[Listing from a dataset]

╔══

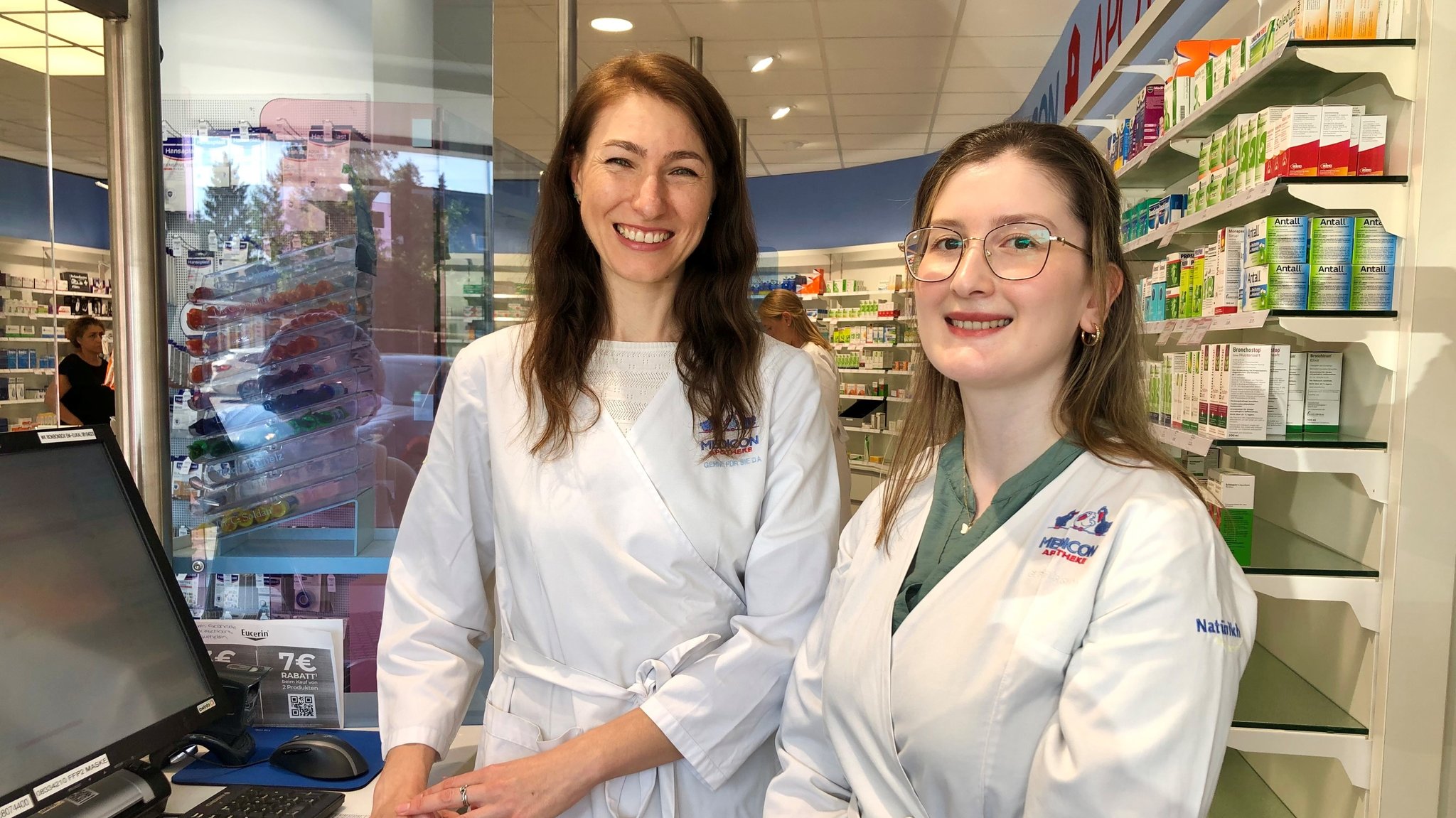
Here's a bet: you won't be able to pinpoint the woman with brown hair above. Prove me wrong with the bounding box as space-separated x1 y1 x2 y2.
764 122 1255 818
759 290 849 525
374 54 839 818
45 316 117 426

╚══

Reproduce the listing above verbatim, line for line, omitting the pictures from your answer.

Here's a bet: you won't be able to pinpoint the woman with brown hair above. Prove me wrong with the bounding box as space-separated x1 y1 x2 y2.
764 122 1255 818
759 290 849 525
374 54 839 818
45 316 117 426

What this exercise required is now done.